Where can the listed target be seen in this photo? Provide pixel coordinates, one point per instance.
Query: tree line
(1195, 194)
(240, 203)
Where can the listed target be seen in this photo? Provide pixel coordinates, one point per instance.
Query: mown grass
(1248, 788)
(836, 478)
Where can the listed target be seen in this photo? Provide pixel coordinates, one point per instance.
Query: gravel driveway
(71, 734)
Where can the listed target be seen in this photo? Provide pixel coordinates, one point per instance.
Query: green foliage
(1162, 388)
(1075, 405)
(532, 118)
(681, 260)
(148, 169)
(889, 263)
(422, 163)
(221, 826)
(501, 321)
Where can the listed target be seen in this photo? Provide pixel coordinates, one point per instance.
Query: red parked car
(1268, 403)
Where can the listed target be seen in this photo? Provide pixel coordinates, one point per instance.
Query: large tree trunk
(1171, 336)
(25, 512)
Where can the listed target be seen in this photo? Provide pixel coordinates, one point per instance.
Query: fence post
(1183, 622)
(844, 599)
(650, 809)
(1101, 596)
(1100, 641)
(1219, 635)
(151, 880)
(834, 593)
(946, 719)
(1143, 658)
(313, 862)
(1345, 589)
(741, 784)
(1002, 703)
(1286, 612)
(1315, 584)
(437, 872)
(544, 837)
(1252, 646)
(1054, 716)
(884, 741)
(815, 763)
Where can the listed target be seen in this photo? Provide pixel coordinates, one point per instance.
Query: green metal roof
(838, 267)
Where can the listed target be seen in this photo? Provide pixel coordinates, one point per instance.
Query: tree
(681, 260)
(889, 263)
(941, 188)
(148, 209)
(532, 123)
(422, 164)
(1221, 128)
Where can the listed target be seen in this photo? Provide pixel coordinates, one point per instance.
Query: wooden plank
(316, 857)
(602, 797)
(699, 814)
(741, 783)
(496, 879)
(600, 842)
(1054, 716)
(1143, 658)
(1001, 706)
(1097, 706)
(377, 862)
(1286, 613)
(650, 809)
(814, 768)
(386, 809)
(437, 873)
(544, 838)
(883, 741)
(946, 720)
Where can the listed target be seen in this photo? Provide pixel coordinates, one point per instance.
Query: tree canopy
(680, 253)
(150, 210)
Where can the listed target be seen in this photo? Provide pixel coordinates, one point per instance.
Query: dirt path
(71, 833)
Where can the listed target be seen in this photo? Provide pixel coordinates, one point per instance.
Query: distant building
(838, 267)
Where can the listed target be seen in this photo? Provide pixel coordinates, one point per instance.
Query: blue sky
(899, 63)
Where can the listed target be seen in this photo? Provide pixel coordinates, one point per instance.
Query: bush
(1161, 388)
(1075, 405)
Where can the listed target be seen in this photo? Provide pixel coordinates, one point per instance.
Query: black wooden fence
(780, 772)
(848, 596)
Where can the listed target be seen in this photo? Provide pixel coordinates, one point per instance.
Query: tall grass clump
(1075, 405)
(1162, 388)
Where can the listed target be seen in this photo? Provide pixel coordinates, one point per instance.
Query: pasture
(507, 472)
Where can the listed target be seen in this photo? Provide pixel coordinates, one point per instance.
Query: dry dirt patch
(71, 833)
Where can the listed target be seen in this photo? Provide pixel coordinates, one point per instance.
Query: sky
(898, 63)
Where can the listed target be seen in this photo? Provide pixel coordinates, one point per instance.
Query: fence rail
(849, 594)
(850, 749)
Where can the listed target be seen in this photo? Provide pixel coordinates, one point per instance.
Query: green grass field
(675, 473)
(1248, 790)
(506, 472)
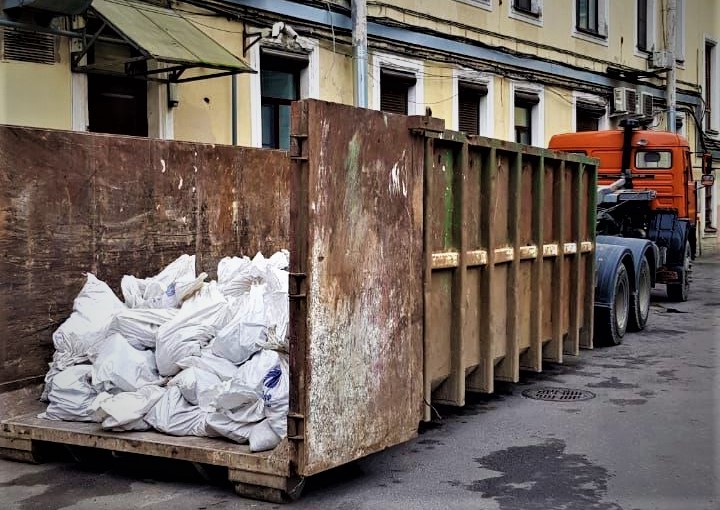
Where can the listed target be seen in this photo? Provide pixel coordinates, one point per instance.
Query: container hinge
(297, 286)
(296, 427)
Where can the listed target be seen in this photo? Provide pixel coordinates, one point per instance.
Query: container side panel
(473, 318)
(364, 343)
(46, 240)
(525, 308)
(114, 205)
(437, 340)
(548, 188)
(500, 208)
(498, 294)
(526, 202)
(472, 204)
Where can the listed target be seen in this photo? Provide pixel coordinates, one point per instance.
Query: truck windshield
(653, 159)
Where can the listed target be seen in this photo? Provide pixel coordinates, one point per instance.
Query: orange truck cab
(645, 223)
(659, 161)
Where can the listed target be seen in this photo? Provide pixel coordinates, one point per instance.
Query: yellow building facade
(520, 70)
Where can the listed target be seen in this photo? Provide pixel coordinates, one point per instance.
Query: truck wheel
(611, 323)
(640, 306)
(680, 291)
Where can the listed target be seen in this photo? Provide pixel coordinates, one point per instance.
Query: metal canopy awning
(163, 38)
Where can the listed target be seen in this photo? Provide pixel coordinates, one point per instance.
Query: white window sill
(527, 18)
(483, 4)
(599, 40)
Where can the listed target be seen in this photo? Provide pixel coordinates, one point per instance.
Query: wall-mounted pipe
(360, 64)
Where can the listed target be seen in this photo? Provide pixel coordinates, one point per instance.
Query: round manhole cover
(558, 394)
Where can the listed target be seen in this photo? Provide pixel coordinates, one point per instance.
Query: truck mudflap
(640, 248)
(607, 259)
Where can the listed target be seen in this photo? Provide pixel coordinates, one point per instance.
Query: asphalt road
(648, 440)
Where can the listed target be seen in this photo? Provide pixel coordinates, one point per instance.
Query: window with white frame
(397, 85)
(288, 72)
(680, 31)
(472, 107)
(485, 4)
(645, 25)
(527, 10)
(590, 112)
(279, 87)
(590, 17)
(590, 20)
(527, 116)
(711, 92)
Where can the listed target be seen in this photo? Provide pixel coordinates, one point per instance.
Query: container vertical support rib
(572, 342)
(553, 351)
(482, 378)
(509, 368)
(533, 358)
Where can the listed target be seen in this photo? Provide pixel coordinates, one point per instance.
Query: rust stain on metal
(364, 317)
(550, 250)
(445, 260)
(570, 248)
(77, 202)
(505, 254)
(528, 252)
(477, 258)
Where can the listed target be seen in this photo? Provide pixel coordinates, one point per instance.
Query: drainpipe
(359, 36)
(670, 89)
(233, 108)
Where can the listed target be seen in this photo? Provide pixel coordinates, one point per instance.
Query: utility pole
(670, 46)
(359, 37)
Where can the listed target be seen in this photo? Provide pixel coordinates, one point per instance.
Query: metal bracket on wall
(254, 38)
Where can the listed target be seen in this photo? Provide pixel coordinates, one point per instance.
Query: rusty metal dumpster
(423, 264)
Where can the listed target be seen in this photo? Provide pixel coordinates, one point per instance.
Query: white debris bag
(71, 395)
(221, 425)
(174, 415)
(208, 361)
(276, 392)
(125, 411)
(240, 403)
(262, 437)
(118, 366)
(244, 276)
(191, 329)
(194, 384)
(229, 266)
(245, 334)
(258, 392)
(93, 310)
(168, 289)
(139, 326)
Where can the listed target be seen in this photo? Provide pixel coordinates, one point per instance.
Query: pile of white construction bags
(181, 355)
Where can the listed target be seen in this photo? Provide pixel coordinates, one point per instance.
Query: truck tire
(680, 291)
(640, 305)
(611, 323)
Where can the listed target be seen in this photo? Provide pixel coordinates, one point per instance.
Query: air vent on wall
(646, 104)
(625, 100)
(23, 46)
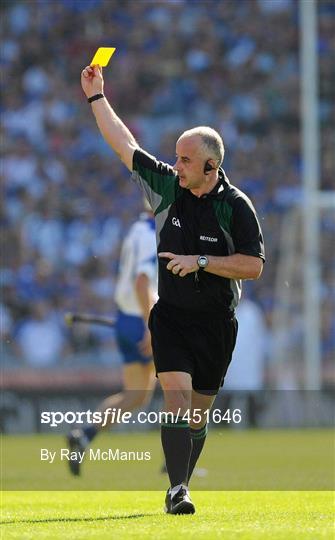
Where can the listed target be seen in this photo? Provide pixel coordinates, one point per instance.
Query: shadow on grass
(71, 520)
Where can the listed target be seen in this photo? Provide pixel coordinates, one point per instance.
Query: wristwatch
(202, 262)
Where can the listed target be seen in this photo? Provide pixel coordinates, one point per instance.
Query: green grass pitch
(77, 510)
(108, 515)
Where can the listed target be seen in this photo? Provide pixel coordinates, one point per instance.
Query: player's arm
(145, 300)
(113, 130)
(144, 296)
(236, 266)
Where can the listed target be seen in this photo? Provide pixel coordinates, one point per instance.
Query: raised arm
(113, 130)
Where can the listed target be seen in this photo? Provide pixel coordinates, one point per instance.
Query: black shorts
(198, 344)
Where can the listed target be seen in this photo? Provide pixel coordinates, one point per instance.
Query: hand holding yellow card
(103, 56)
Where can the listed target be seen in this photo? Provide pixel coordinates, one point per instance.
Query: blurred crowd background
(68, 202)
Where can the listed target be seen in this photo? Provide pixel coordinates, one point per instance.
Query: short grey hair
(211, 141)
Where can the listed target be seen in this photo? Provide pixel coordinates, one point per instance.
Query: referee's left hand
(180, 265)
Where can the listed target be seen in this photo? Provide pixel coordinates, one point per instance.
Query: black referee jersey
(220, 223)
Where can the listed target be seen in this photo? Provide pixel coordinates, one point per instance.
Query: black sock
(198, 437)
(177, 446)
(90, 432)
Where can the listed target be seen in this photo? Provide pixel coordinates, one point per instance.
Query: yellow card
(103, 56)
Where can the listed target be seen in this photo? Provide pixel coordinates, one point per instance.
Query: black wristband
(95, 97)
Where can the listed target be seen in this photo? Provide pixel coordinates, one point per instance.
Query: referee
(209, 240)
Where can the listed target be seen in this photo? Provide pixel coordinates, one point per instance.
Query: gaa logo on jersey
(176, 222)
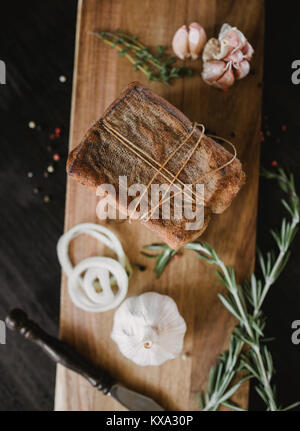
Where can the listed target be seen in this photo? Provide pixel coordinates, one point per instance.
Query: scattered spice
(31, 125)
(157, 67)
(57, 132)
(262, 136)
■ ■ ■ ■ ■
Problem description -> Reproduce every line from the start of the items down to the line containing "(1221, 128)", both ends included. Keep the requests unchanged, and scale every coordinate in the answers by 0.5, rounding to whole numbers with halves rounded up.

Exercise result ->
Where can the listed target be seen in this photo? Provide pixel coordinates, one point per instance.
Query: tree line
(598, 97)
(120, 102)
Where can the listed target be seen in this photo? Provide pixel coordinates, one point per instance.
Query: mown grass
(624, 394)
(418, 239)
Where can the listed target be seen in this photo? Provide pixel coordinates, one point per instance.
Query: gravel driveway
(36, 367)
Where can the listed target be seen in this photo? Provide pixel coordinates, one point per instance.
Query: green foliage
(581, 194)
(538, 203)
(266, 59)
(341, 130)
(74, 85)
(445, 132)
(211, 82)
(111, 413)
(251, 161)
Where can the listed target be seen in this photo? Provide pixel coordinates, one point per instance.
Query: red parked car
(634, 202)
Where can the listed target be seen in this photo? Provide pixel coordinates, one point per instance.
Query: large tree trunk
(586, 168)
(13, 256)
Where can the listed target be seen in this photo? Provide pixel coordinates, one point per instance.
Query: fence post
(592, 311)
(422, 300)
(325, 405)
(551, 298)
(550, 321)
(610, 318)
(76, 440)
(417, 297)
(473, 360)
(572, 329)
(157, 431)
(673, 295)
(371, 392)
(501, 352)
(643, 306)
(658, 292)
(219, 436)
(272, 419)
(626, 323)
(527, 358)
(442, 371)
(408, 382)
Where can the listed target be seen in this photo? Provide pixel coordinates, one point per instance.
Query: green metal roof
(419, 134)
Where can the listed target be seen in this photo? Provide pixel coordinates, one point per instance.
Query: tree
(341, 130)
(445, 132)
(471, 94)
(74, 105)
(266, 62)
(211, 82)
(611, 64)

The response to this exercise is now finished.